[Opening EXTRACT PROVIDED section]
Coming Out and Staying Out
There comes a time to stop talking and to get on with living your (new) life exactly how you want to. It's time to meet other gay and bisexual people and to explore your sexuality safely and confidently.
A common reaction to this statement, especially in rural areas is, "Fine - but where do I start?" Remember that being gay is about expressing yourself in the way YOU want to. Despite the stereotypes, there is no single way of being gay. We are all as different as any other group of people.
Going out with friends and meeting new ones at clubs or parties can be great. But the scene isn't for everybody and it's not everything there is to being gay. Most towns and cities have gay social groups and gay men's health projects. These can be excellent places to meet new people and to find out what there is to do locally and most will arrange to meet first time visitors beforehand.
As with any group of people, there will be some you get on with and some you won't. If you feel that you have little in common with the gay people you have met so far, you could try different ways of contacting more gay men, for example as pen pals, or through the many special interest gay groups (like gay men's choirs or gay football supporters networks) - look them up in Gay Times.
Healthy lives and ...
There's no doubt that having a positive attitude towards yourself goes a long way to keeping healthy. It's also important, in whatever you do, that you look after yourself and consider your actions in relation to others.
[Closing EXTRACT PROVIDED section]
**ASSIGNED TASK 1:**
Translate this sentence from the passage on coming out into Spanish: "Despite the stereotypes, there is no single way of being gay."
**ASSIGNED TASK 2:**
Carry on the passage on coming out from its final sentence.
The rows below have no role in this work.
[Opening SUPPLIED RECORDS section]
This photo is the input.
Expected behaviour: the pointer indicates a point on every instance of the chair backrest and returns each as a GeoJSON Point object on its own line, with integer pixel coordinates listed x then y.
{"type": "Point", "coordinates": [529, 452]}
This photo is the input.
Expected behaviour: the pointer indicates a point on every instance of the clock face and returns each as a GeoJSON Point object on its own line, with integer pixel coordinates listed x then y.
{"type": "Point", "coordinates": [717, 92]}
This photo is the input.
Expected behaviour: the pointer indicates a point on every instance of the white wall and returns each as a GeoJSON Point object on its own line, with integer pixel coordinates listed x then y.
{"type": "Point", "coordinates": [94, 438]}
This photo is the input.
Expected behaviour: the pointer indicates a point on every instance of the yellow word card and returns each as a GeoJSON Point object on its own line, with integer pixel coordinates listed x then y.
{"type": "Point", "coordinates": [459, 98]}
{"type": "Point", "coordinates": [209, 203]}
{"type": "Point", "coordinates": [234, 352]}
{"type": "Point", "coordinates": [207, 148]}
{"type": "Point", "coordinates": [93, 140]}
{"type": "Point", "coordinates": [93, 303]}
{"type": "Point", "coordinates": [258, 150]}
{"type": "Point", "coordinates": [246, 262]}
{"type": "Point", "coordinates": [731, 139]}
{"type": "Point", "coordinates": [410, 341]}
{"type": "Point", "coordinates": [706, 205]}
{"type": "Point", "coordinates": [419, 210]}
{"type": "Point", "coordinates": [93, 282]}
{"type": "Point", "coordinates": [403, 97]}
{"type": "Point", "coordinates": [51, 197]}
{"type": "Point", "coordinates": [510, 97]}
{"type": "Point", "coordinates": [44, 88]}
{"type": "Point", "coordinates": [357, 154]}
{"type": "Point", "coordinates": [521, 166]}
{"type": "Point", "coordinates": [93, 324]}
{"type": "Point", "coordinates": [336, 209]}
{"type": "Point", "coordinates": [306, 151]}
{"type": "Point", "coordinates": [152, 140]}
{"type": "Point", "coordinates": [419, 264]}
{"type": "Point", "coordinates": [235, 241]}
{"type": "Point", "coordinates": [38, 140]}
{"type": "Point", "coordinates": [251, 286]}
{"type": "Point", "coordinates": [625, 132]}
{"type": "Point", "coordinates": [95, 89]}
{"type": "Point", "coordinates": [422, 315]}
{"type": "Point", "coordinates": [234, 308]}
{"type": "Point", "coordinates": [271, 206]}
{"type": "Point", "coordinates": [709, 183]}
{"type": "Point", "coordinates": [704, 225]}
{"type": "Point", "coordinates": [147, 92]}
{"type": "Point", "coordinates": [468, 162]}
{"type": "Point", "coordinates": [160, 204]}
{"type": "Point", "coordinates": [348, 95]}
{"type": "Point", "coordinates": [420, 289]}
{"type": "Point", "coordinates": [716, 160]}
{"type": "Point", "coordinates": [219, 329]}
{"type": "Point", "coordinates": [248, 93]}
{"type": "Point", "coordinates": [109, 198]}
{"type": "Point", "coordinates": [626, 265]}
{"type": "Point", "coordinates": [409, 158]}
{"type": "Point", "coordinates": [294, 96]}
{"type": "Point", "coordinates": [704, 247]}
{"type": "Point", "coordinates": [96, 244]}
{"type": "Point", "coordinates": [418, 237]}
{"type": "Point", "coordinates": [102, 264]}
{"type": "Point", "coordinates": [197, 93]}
[Closing SUPPLIED RECORDS section]
**TASK RESPONSE 1:**
A pesar de los estereotipos, no existe una única forma de ser gay.

**TASK RESPONSE 2:**
This is particularly useful advice when it comes to sex. Whether it's a relationship or a one night stand, sex with another man can feel great and should make us feel good about who we are. Sex with other men can be whatever you want it to be and it's important to be clear about what you do want to do and what you don't. As with anything, people have their likes and dislikes and it's important that you talk them over with your sexual partner.
... safer sex
In the United Kingdom, HIV (the virus that is believed to be the cause of AIDS) affects more gay men than any other group and this can make us anxious about sex. But once we know how we can protect ourselves and our partners, we can relax and enjoy ourselves. HIV cannot be passed on through wanking, kissing, touching or hugging. The risk of transmitting HIV through oral sex (cock sucking) is believed to be very low but if either of you have cuts or sores in the mouth you should use condoms (flavoured ones taste much better).
Anal sex (fucking), is the riskiest activity as far as transmitting HIV is concerned but by using suitable condoms and lubricant every time you fuck you can substantially reduce the risk. Suitable condoms for fucking are: Mates Superstrong, Durex UltraStrong, H.T. Special, GaySafe and Boy's Own. Of course, there is still a risk if the condom breaks, leaks or comes off. Lubricant is essential as it makes it safer and easier, so always use plenty of water based lube such as KY or Liquid Silk. Don't use oils, creams or lotions such as Vaseline or baby oil as they weaken the rubber in condoms in seconds.
You can obtain suitable condoms free of charge from Gay Men's Health Projects, some gay bars and clubs, Family Planning Clinics, some Youth Advisory Services and local GUM (Clap/VD/STD) clinics. Check the Yellow Pages for the clinic addresses if you are unsure where the nearest ones to you are. If you live in Wiltshire, you can order free supplies by post here.
While on the subject of sexually transmited diseases, it is worth mentioning that Hepatitis B is far more prevalent than HIV among gay men and it is much easier to become infected with it. The good news is that there is a vaccine against Hepatitis B and you can get vaccinated free of charge at your local GUM clinic.